→ Brief 1
In the cryptocurrency passage, condense the paragraph that begins "However, to make a forecast" into a short bulleted list that keeps its main points.
→ Brief 2
Which companies does the cryptocurrency passage imagine starting a cryptocurrency together?
→ Brief 3
Write the next paragraph of the cryptocurrency passage, picking up after its final sentence.

→ Document passage
However, to make a forecast which cryptocurrency will play the dominant role in the future is hard. There are many possible stable equilibria where one cryptocurrency is widely accepted and just for that reason others accept it as well. From a game theoretic perspective, currencies are coordination games. If everyone around you accepts a specific currency you will most likely do so as well. If no one does, you wouldn’t either.

In this ongoing cryptocurrency game, Bitcoin is currently the Schelling pointfor the simple reason that it was the first currency of this kind and currently therefore the biggest. Other than that, there is no good reason to join Bitcoin over an unlimited number of copies. In fact, currently a few million people are using Bitcoin. If a decent part of the world’s economy would start using Bitcoin as a currency, this would mean an incredible shift of wealth towards the early adopters. This is highly unlikely because it requires adoption of those who are not favored in any way by this wealth shift. This would only happen with a complete lack of alternatives: only if traditional fiat money widely were in acute danger of collapse and no other, more favorable crypto currencies were in place.

Putting aside for the moment that regulatory instances make this scenario highly unlikely, let’s imagine a few big companies like Amazon, Walmart and Apple would start a cryptocurrency together with similar rules to Bitcoin, like fixed supply and decentralized processing. The initial distribution, however, would be a mix of controlling most of the money themselves and distributing it to customers. This currency would immediately make Bitcoin irrelevant.

→ Records provided
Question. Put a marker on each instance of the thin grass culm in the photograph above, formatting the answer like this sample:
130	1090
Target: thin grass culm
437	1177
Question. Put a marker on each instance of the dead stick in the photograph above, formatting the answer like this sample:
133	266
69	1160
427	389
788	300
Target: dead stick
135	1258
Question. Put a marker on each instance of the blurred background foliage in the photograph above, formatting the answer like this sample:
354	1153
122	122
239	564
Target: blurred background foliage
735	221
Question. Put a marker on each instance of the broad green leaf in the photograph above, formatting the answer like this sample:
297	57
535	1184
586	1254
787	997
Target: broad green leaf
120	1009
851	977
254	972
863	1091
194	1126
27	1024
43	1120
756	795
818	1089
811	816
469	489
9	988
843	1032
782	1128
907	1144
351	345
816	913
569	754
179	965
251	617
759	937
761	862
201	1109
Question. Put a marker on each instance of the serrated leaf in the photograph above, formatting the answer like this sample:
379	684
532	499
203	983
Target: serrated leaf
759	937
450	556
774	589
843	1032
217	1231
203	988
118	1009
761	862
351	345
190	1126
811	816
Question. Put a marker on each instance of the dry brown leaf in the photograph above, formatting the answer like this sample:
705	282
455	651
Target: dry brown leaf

→ Output 1
- Predicting which cryptocurrency will dominate in the future is hard.
- Many stable equilibria are possible, each with one widely accepted cryptocurrency that others accept because of that acceptance.
- In game theory terms, currencies are coordination games.
- People tend to accept a currency if everyone around them does, and reject it if no one does.

→ Output 2
Amazon, Walmart and Apple.

→ Output 3
So the meta trend is that every entity would favor the use of a currency controlled by itself, or at least a currency that favors the entity during the initial distribution. If we continue this trend to the end, we could end up in a situation where every single person is issuing their own currency. A naïve approach where every person sets their own rules, would most likely fail in the meta game of competing coordination games due to higher complexity.

However, what will make coordination significantly easier is the ability of smart contracts to self restrict. Entities can control their own currency but they can restrict themselves in the set of allowed actions that will make it easier for others to “trust” in such a currency.

One concrete proposal for such a currency system is called “Circles”. The idea is that every single person can issue their own currency, however, this happens exclusively under globally fixed rules. These rules allow individuals to consciously issue new money in a distribution regime aiming for a stable ratio between newly issued coins and existing coins. In simpler terms, in the first year people could issue 1000 units per week and this number is increased by 5% year after year.

We argue that the concept of a UBI is not just compatible but the foundation of a fair money.

Now, all people have a comparable currency. The second important simplification that will make it possible to coordinate on such a system, is that it should be indeed used as a currency, not as equity in this person — the fact that one hour of work for person A has a higher value, shall not be represented by a higher value of their personal currency, instead A would simply charge more units an hour.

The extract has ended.